◆ **DIRECTION**:
Could you swap "Detection" for "Boxes" in the material, starting at the line that contains "Subject = tulip petal" and ending at the end of the material? Return only those lines, with everything else left unchanged.

..........

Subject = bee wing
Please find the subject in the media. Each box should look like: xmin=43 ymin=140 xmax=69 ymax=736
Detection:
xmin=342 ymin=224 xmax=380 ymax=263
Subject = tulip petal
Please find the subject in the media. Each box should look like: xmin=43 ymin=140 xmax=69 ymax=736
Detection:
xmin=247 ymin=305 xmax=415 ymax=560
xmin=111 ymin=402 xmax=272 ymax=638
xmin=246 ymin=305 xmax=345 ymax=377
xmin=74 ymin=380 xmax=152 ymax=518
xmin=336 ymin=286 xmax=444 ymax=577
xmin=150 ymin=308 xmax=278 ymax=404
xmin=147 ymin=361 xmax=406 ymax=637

..........

◆ **OUTPUT**:
Subject = tulip petal
Please find the subject in the media. Each box should look like: xmin=43 ymin=140 xmax=69 ymax=736
Boxes:
xmin=247 ymin=305 xmax=415 ymax=560
xmin=111 ymin=402 xmax=272 ymax=638
xmin=246 ymin=305 xmax=345 ymax=377
xmin=74 ymin=380 xmax=152 ymax=518
xmin=336 ymin=286 xmax=444 ymax=577
xmin=150 ymin=308 xmax=278 ymax=404
xmin=147 ymin=361 xmax=406 ymax=637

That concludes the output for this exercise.